## Exercise materials

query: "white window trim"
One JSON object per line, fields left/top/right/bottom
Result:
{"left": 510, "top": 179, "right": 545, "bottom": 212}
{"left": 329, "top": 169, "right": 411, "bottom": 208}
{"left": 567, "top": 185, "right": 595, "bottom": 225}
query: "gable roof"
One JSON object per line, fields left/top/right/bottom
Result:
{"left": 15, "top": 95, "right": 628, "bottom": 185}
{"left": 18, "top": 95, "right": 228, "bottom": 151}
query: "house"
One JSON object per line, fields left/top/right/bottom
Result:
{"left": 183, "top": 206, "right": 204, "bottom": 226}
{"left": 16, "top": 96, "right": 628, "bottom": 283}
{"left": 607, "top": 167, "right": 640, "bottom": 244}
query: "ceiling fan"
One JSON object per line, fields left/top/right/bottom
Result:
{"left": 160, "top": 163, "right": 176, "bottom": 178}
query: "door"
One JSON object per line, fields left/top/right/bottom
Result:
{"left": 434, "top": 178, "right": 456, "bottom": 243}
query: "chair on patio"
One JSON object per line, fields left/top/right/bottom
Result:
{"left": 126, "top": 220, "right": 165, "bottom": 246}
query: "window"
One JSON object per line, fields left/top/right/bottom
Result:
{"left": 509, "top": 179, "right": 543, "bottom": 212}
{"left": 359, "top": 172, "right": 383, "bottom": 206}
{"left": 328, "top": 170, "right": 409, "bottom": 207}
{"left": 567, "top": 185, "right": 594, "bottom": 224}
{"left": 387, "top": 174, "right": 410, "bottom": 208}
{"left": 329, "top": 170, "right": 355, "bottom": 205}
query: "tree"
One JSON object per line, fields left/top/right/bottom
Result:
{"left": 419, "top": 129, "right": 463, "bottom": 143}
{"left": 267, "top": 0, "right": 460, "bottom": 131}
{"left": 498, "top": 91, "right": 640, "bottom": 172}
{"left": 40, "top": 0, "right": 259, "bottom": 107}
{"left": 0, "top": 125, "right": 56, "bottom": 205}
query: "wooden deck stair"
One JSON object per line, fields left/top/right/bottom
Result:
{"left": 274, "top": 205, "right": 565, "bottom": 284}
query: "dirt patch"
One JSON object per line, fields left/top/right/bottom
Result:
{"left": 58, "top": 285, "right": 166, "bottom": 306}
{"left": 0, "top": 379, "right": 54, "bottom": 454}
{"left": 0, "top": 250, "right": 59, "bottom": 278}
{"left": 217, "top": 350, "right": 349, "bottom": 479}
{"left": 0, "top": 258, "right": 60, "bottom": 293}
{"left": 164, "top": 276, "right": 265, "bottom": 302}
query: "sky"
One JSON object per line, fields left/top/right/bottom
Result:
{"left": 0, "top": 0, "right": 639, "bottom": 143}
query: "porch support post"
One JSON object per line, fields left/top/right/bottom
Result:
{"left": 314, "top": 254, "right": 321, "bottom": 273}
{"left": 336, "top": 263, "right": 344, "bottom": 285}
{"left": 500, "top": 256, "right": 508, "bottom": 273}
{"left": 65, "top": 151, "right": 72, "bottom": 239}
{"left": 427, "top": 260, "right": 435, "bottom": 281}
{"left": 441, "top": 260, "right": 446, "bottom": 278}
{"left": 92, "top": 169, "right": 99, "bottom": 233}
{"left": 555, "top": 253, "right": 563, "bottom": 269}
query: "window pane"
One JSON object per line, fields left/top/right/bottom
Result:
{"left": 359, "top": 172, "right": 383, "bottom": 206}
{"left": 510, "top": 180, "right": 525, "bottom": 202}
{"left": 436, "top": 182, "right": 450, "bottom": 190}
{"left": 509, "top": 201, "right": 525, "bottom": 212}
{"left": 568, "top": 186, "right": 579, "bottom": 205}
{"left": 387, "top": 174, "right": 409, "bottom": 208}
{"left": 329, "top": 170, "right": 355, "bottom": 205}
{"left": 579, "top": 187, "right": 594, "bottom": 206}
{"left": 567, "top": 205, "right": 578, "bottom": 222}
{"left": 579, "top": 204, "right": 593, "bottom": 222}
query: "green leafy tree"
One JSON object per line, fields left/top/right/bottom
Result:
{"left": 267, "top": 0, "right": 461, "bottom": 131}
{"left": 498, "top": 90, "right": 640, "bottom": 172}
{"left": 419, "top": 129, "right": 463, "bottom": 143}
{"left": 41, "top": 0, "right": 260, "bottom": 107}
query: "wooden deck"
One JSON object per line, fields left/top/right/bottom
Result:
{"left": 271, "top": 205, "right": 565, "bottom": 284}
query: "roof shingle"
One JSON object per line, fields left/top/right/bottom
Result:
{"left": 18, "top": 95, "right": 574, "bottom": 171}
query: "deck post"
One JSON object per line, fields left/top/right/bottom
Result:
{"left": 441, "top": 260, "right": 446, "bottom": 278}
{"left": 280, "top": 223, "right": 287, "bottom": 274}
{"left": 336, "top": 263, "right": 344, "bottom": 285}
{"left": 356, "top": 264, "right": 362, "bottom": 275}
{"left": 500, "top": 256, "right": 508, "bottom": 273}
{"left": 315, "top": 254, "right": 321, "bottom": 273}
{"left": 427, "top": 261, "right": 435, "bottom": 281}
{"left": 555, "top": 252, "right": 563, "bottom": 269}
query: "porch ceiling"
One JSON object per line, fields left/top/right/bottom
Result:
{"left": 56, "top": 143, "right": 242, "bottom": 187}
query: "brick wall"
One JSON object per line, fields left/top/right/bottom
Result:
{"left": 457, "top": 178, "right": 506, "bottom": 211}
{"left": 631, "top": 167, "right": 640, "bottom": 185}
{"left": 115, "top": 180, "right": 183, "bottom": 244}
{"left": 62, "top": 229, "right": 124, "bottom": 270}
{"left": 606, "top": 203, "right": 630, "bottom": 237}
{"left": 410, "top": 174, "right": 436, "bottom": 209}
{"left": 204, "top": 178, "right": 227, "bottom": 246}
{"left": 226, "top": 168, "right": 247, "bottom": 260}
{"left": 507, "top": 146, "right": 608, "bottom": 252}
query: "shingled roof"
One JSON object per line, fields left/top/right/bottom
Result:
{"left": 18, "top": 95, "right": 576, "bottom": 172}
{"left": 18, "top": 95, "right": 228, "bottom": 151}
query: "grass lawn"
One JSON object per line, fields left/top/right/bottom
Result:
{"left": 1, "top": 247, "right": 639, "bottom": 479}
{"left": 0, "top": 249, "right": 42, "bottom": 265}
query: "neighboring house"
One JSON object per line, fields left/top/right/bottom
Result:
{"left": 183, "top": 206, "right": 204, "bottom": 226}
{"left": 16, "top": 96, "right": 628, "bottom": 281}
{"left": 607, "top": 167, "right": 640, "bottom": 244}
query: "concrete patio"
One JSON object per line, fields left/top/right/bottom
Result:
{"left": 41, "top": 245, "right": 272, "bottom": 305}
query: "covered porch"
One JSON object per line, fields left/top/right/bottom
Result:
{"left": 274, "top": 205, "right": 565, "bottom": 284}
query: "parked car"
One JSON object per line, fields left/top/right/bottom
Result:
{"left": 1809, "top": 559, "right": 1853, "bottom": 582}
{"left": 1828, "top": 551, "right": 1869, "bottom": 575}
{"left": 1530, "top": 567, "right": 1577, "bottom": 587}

## Required work
Report the lines above that have the word "post" in them.

## Response to the exercise
query: "porch support post"
query: "deck post"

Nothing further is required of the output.